Request
Each record below must be returned exactly as shown.

Records from a point labeling set:
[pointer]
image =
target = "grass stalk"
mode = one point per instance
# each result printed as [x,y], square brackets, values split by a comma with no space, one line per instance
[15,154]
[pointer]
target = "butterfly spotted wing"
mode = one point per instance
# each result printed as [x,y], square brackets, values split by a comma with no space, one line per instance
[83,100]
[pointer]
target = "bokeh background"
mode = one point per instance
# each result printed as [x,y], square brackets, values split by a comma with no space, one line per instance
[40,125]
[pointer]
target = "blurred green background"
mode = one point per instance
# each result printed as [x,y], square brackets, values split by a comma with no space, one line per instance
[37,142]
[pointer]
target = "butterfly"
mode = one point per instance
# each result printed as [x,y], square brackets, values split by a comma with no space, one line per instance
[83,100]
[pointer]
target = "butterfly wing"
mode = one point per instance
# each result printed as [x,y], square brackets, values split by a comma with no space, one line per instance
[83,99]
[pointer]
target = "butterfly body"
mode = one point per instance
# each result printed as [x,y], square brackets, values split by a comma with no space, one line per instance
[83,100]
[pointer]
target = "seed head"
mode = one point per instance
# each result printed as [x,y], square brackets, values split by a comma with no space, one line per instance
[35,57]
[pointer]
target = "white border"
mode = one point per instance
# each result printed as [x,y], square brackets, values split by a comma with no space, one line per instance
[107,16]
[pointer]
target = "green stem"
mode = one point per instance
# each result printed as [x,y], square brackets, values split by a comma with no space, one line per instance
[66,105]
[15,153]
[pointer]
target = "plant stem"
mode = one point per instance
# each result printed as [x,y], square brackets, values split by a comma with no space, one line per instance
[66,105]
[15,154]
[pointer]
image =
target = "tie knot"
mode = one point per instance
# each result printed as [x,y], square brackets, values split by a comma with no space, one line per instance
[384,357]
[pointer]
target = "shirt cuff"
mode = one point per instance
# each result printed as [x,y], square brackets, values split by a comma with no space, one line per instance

Complete answer
[pointer]
image =
target = "grass stalk"
mode = one point per instance
# each result printed as [x,y], square brackets, values split by a comma with no space, one line per instance
[15,154]
[pointer]
target = "butterfly spotted wing"
mode = one point per instance
# each result printed as [x,y], square brackets, values split by a comma with no space, one line per instance
[83,100]
[pointer]
target = "bokeh background"
mode = one point per instance
# each result printed as [x,y], square brackets, values split by a comma with no space, one line per instance
[40,125]
[pointer]
target = "blurred green background"
mode = one point per instance
# each result printed as [x,y], square brackets, values split by a comma with no space, one line per instance
[37,142]
[pointer]
target = "butterfly"
mode = one point per instance
# each result printed as [x,y], square brackets, values split by a comma with no space, one line per instance
[83,100]
[pointer]
target = "butterfly wing"
mode = one point per instance
# each result printed as [x,y], square brackets, values split by a comma with no space, one line per instance
[83,99]
[pointer]
target = "butterfly body"
mode = one point per instance
# each result printed as [x,y], square brackets, values split by a comma with no space, one line per instance
[83,100]
[pointer]
target = "seed head"
mode = one point per instance
# each result printed as [x,y], square brackets, values split by a comma with no space, one line per instance
[35,57]
[pointer]
target = "white border"
mode = one point per instance
# each result printed as [x,y], square brackets, values split by a comma with no space, one line per instance
[107,16]
[pointer]
target = "green stem"
mode = one point per instance
# each result printed as [x,y], square brackets, values split by a comma with no space, one line per instance
[66,105]
[15,153]
[pointer]
target = "plant stem"
mode = one point per instance
# each result printed as [x,y], square brackets, values split by a comma with no space, one line per instance
[66,105]
[15,154]
[pointer]
image =
target = "tie knot"
mode = one point per instance
# each result printed as [x,y], square brackets, values split by a comma with no space, one line per instance
[384,357]
[pointer]
target = "shirt cuff"
mode = one point per instance
# each result printed as [x,y], square brackets, values split by a comma with no space, one line per instance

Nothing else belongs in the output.